— START OF Provided records —

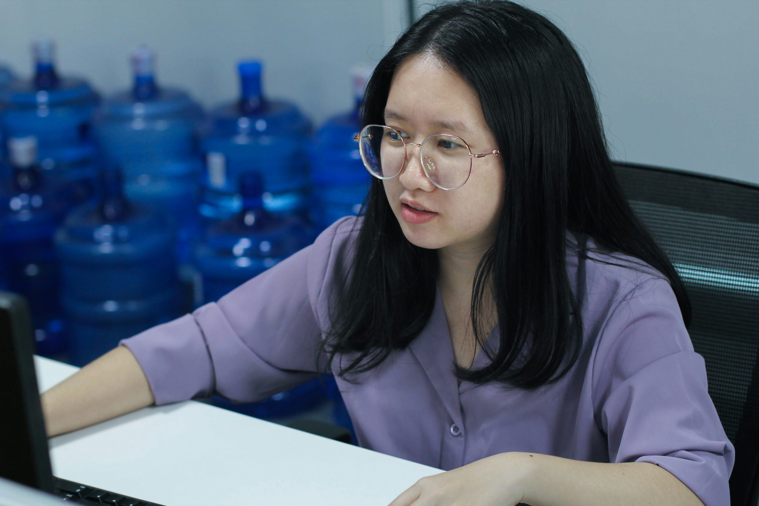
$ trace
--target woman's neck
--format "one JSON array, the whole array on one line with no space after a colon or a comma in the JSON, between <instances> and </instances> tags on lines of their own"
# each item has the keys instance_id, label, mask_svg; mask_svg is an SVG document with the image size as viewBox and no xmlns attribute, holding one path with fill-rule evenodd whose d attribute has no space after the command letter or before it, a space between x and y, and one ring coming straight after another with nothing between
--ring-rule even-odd
<instances>
[{"instance_id":1,"label":"woman's neck","mask_svg":"<svg viewBox=\"0 0 759 506\"><path fill-rule=\"evenodd\" d=\"M477 267L490 246L456 244L438 250L438 285L440 290L471 296Z\"/></svg>"}]
</instances>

— END OF Provided records —

**Set problem:** Recast all the records above as a numbered list of their lines, skipping blank lines and omitting the pictures.

**Complete output:**
1. $ trace
2. --target woman's neck
3. --format "one JSON array, the whole array on one line with no space after a colon or a comma in the JSON, between <instances> and </instances> tags on lines of their own"
4. # each item has the keys instance_id, label, mask_svg; mask_svg is an SVG document with the image size as viewBox and no xmlns attribute, holding one path with fill-rule evenodd whose d attribute has no space after the command letter or before it, a space between x and y, and one ring coming straight after another with nothing between
5. --ring-rule even-odd
6. <instances>
7. [{"instance_id":1,"label":"woman's neck","mask_svg":"<svg viewBox=\"0 0 759 506\"><path fill-rule=\"evenodd\" d=\"M477 267L490 246L456 244L438 250L438 285L440 290L471 296Z\"/></svg>"}]
8. </instances>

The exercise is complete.